When you reply, transcribe every line of the data below exactly.

Start of Block

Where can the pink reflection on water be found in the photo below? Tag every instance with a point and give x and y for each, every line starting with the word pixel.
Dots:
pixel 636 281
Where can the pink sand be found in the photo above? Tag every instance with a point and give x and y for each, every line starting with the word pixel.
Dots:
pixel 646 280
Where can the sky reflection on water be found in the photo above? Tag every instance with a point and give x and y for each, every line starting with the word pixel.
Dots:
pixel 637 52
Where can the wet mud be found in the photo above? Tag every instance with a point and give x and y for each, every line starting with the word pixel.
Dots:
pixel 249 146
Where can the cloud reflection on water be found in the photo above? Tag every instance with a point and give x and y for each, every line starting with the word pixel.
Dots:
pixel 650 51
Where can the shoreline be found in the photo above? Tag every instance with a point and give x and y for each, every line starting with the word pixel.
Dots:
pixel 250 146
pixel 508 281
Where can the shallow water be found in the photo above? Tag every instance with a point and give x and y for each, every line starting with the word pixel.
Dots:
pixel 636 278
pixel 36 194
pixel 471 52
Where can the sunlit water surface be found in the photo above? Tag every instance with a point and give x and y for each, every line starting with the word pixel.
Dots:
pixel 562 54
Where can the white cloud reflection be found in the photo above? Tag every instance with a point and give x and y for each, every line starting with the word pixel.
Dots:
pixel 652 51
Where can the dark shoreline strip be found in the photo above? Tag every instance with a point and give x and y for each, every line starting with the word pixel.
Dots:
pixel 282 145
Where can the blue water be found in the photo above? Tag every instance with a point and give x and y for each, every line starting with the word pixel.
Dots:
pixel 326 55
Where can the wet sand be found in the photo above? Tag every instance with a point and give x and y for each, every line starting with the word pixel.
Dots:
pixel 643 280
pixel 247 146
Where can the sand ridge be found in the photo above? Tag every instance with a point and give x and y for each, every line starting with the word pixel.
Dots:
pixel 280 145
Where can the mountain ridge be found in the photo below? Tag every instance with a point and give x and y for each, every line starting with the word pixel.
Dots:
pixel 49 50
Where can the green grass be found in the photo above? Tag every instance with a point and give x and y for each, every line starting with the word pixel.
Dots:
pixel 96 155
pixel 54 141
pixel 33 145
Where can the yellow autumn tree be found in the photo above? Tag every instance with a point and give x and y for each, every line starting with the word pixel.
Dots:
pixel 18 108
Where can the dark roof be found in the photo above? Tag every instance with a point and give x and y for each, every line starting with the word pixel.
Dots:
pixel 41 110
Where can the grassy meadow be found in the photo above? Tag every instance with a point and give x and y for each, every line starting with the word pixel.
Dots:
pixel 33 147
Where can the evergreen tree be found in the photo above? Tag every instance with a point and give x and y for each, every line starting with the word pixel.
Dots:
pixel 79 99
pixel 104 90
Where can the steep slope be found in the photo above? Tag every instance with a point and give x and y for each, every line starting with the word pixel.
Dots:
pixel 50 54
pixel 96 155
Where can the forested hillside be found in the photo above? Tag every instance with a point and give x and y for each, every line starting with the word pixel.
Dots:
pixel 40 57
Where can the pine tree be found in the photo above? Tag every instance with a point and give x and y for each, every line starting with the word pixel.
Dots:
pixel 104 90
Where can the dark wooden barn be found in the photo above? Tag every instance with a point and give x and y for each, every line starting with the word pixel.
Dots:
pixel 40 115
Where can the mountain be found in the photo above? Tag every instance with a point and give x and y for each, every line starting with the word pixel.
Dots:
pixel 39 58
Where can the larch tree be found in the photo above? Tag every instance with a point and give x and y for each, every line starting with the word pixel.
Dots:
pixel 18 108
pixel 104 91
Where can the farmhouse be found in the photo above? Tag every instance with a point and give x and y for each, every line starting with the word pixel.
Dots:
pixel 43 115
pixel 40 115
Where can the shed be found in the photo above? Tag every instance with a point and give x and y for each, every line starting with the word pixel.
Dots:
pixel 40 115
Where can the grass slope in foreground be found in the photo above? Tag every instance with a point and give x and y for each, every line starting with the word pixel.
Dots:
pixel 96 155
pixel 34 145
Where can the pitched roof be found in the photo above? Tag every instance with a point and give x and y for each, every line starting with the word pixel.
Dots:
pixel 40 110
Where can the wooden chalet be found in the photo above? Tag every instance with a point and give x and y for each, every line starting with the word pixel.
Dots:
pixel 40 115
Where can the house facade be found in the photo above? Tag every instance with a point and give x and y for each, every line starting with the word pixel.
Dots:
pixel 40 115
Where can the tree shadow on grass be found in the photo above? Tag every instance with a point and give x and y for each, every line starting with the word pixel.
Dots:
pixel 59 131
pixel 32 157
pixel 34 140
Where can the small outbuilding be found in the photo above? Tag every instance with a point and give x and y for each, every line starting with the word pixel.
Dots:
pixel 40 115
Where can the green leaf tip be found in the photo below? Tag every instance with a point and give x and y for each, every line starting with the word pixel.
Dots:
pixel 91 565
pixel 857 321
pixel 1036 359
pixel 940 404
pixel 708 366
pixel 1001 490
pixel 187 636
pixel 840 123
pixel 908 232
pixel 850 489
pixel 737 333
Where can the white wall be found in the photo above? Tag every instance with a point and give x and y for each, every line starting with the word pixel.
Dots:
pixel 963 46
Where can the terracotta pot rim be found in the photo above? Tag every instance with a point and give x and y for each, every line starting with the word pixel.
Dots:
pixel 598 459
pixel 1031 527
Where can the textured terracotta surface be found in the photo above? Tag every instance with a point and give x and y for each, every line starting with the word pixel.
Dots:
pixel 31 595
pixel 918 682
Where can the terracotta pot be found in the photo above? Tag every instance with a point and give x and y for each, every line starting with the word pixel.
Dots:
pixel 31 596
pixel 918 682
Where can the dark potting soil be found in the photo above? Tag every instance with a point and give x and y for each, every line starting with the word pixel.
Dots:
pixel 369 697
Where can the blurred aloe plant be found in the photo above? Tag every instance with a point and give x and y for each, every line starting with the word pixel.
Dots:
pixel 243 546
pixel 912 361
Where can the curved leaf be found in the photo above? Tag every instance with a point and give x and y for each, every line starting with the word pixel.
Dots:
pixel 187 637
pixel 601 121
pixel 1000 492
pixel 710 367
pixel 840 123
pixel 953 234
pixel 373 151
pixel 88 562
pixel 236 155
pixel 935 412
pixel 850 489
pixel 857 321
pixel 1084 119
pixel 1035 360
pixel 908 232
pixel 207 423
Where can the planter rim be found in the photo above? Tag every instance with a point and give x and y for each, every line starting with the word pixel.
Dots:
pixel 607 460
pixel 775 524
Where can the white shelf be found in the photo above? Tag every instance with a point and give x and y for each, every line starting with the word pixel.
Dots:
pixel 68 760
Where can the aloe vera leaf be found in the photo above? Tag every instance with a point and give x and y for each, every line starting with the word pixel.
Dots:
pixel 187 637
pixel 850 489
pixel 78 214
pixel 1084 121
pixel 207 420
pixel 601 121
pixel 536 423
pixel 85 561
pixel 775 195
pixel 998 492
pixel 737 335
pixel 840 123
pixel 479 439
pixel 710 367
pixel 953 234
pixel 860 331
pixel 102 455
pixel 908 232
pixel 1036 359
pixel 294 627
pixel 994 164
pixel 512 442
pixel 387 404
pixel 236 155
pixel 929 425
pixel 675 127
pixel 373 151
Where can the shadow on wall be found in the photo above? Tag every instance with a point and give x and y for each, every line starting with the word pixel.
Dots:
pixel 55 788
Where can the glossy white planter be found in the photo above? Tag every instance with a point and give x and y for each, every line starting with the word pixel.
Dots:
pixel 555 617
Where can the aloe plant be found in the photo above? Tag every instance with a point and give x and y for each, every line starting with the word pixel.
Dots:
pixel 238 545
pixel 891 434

End of Block

OUTPUT OF THE TASK:
Where can the pink reflection on water be found in the photo below? Tag every instance with a point and give x and y for each, every line starting with the word pixel.
Dots:
pixel 636 281
Where can the pink sand be found in the photo above? Tag every instance with a point and give x and y for each, every line starting with the word pixel.
Dots:
pixel 646 280
Where can the sky reflection on water be found in the photo above? Tag every instance with a point and give x and y for each, every line starting with the word pixel.
Dots:
pixel 637 52
Where can the wet mud be found in the photo above? Tag every instance with a point and give x and y for each, every line starting with the word pixel.
Dots:
pixel 249 146
Where can the cloud reflection on water be found in the photo above? Tag every instance with a point and give x and y for each, every line starting with the word pixel.
Dots:
pixel 650 51
Where can the shoreline be found in the photo above? Tag every instance with a point and give x and y for each, every line starting with the word pixel.
Dots:
pixel 250 146
pixel 508 281
Where can the shallow water be found in the photo above? Tag every instance with a point and give x and y for each, every line starting with the word pixel.
Dots:
pixel 636 278
pixel 36 194
pixel 471 52
Where can the sunlit water surface be found in the photo above? Tag every instance with a point and give x and y for each, every line starting with the word pixel.
Dots:
pixel 562 54
Where can the white cloud reflection be found in the photo above? Tag every instance with a point and give x and y for each, every line starting with the word pixel.
Dots:
pixel 652 51
Where can the dark shoreline strip be found in the photo above? Tag every instance with a point and give x and y for each, every line starting with the word pixel.
Dots:
pixel 282 145
Where can the blue water be found in the photo above? Tag every instance with a point and give x and y for each, every line starting with the word pixel.
Dots:
pixel 326 55
Where can the wet sand be found in the photo above? Tag every instance with a point and give x and y for each, every line starting with the word pixel.
Dots:
pixel 643 280
pixel 247 146
Where can the sand ridge be found in the photo above? Tag every instance with a point and give x and y for each, every line starting with the word pixel.
Dots:
pixel 280 145
Where can the mountain ridge be found in the photo below? Tag every instance with a point and give x and y for each, every line starting with the word pixel.
Dots:
pixel 49 50
Where can the green grass be found in the photo above? Tag every instance with a point and give x and y for each, every line starting with the word pixel.
Dots:
pixel 96 155
pixel 54 141
pixel 33 145
Where can the yellow autumn tree be found in the photo above? Tag every instance with a point and give x and y for each, every line starting with the word pixel.
Dots:
pixel 18 108
Where can the dark roof be found in the photo above? Tag every instance with a point and give x and y for each, every line starting with the word pixel.
Dots:
pixel 41 110
Where can the grassy meadow be found in the photo above? Tag every instance with a point and give x and y for each, every line starting with the word pixel.
Dots:
pixel 33 147
Where can the evergreen tree be found in the photo above? Tag every instance with a point and give x and y for each, every line starting with the word pixel.
Dots:
pixel 79 99
pixel 104 90
Where can the steep slope be found in the photo above? Tag every instance with a point and give x and y for each, every line starting with the word pixel.
Dots:
pixel 50 54
pixel 96 155
Where can the forested hillside be found in the photo above? Tag every instance with a point and give x and y for each, every line starting with the word pixel.
Dots:
pixel 40 57
Where can the pine tree be found in the photo above? Tag every instance with a point and give x and y for each, every line starting with the word pixel.
Dots:
pixel 104 90
Where can the dark wooden barn be found in the photo above? Tag every instance with a point and give x and y for each, every line starting with the word pixel.
Dots:
pixel 40 115
Where can the mountain be found in the photo above? Tag every instance with a point and give x and y for each, every line starting with the word pixel.
Dots:
pixel 39 58
Where can the larch tree be found in the photo above? Tag every instance with a point and give x and y for each, every line starting with the word pixel.
Dots:
pixel 18 108
pixel 104 91
Where can the farmhouse be found in the photo above? Tag every instance with a point and give x and y for each, every line starting with the word pixel.
Dots:
pixel 43 115
pixel 40 115
Where can the shed be found in the photo above? Tag every instance with a point and give x and y for each, every line starting with the word pixel.
Dots:
pixel 40 115
Where can the grass slope in foreground be found in the photo above? Tag every instance with a point and give x and y for each, every line starting with the word pixel.
Dots:
pixel 96 155
pixel 34 145
Where can the pitched roof be found in the photo above? Tag every instance with a point and give x and y for each, every line starting with the word pixel.
Dots:
pixel 40 110
Where can the wooden chalet be found in the photo above? Tag every instance with a point and give x and y for each, every line starting with the word pixel.
Dots:
pixel 40 115
Where can the house facade be found in the photo above? Tag every instance with a point and give x and y for each, every line starting with the word pixel.
Dots:
pixel 40 115
Where can the tree shadow on grass be found in the photo above? Tag every instance with a point and give x and y for each, every line starting with the word pixel.
Dots:
pixel 59 131
pixel 32 157
pixel 34 140
Where can the small outbuilding be found in the photo above? Tag every instance with a point and give x and y for each, every line starting with the word pixel.
Dots:
pixel 40 115
Where can the green leaf tip be found in the photo below? Tag every instance with a point and give x and y for each, every line starting with the word pixel.
Dots:
pixel 91 565
pixel 857 321
pixel 1036 359
pixel 940 404
pixel 708 366
pixel 1001 490
pixel 187 636
pixel 840 123
pixel 908 232
pixel 850 489
pixel 737 333
Where can the white wall be found in the photo above? Tag every instance with a point and give x and y for each, every line starting with the word pixel.
Dots:
pixel 963 46
Where can the terracotta pot rim be found in the photo above? Tag every instance with a point and give x and y for each, every line starting with the word pixel.
Dots:
pixel 598 459
pixel 1031 527
Where can the textured terracotta surface be found in the photo above? Tag every instance with a point and give x and y for each, every line starting with the word pixel.
Dots:
pixel 31 595
pixel 918 682
Where can the terracotta pot be found in the photo above? Tag every instance with a point and give x and y for each, every line starting with the word pixel.
Dots:
pixel 31 596
pixel 918 682
Where can the dark potting soil be found in the photo above? Tag every instance with a point and give x and y for each, every line starting with the word pixel.
Dots:
pixel 369 697
Where can the blurred aloe plant be found in the photo above? Tag every instance with a point and give x and y for each, every line starting with the word pixel.
Dots:
pixel 243 546
pixel 912 361
Where can the curved leaf be found in the photo above? Tag every instance with a point and give x and y for each, every line starting with the word pixel.
Dots:
pixel 187 637
pixel 601 121
pixel 1000 492
pixel 710 367
pixel 840 123
pixel 953 234
pixel 373 151
pixel 88 562
pixel 236 155
pixel 935 412
pixel 850 489
pixel 857 321
pixel 1084 119
pixel 1035 360
pixel 908 232
pixel 207 423
Where can the planter rim be found in the photo above? Tag every instance with a point and give x and y for each, every line starting with the word pixel.
Dots:
pixel 607 460
pixel 775 524
Where can the white shelf be found in the photo above? Tag every instance with a point and give x and y for each, every line starting with the word pixel.
Dots:
pixel 68 760
Where can the aloe vera leaf be found in the photo above? Tag every instance with a point and give x and y for each, every line starting with the word pixel.
Dots:
pixel 187 637
pixel 850 489
pixel 78 214
pixel 1084 121
pixel 207 420
pixel 601 121
pixel 536 423
pixel 85 561
pixel 775 195
pixel 998 492
pixel 737 335
pixel 840 123
pixel 479 439
pixel 710 367
pixel 953 234
pixel 860 331
pixel 102 455
pixel 908 232
pixel 1036 359
pixel 294 627
pixel 994 164
pixel 512 442
pixel 387 404
pixel 236 155
pixel 929 425
pixel 675 127
pixel 373 151
Where can the shadow on wall be found in the photo above? Tag every instance with a point and give x and y for each, every line starting with the word pixel.
Dots:
pixel 55 788
Where can the glossy white planter be found in the photo above? Tag every instance with a point and give x and y for each, every line starting with the word pixel.
Dots:
pixel 555 617
Where can the aloe plant be found in the photo above? Tag every instance with a point and give x and y for each, every line starting with the word pixel.
Dots:
pixel 238 545
pixel 891 434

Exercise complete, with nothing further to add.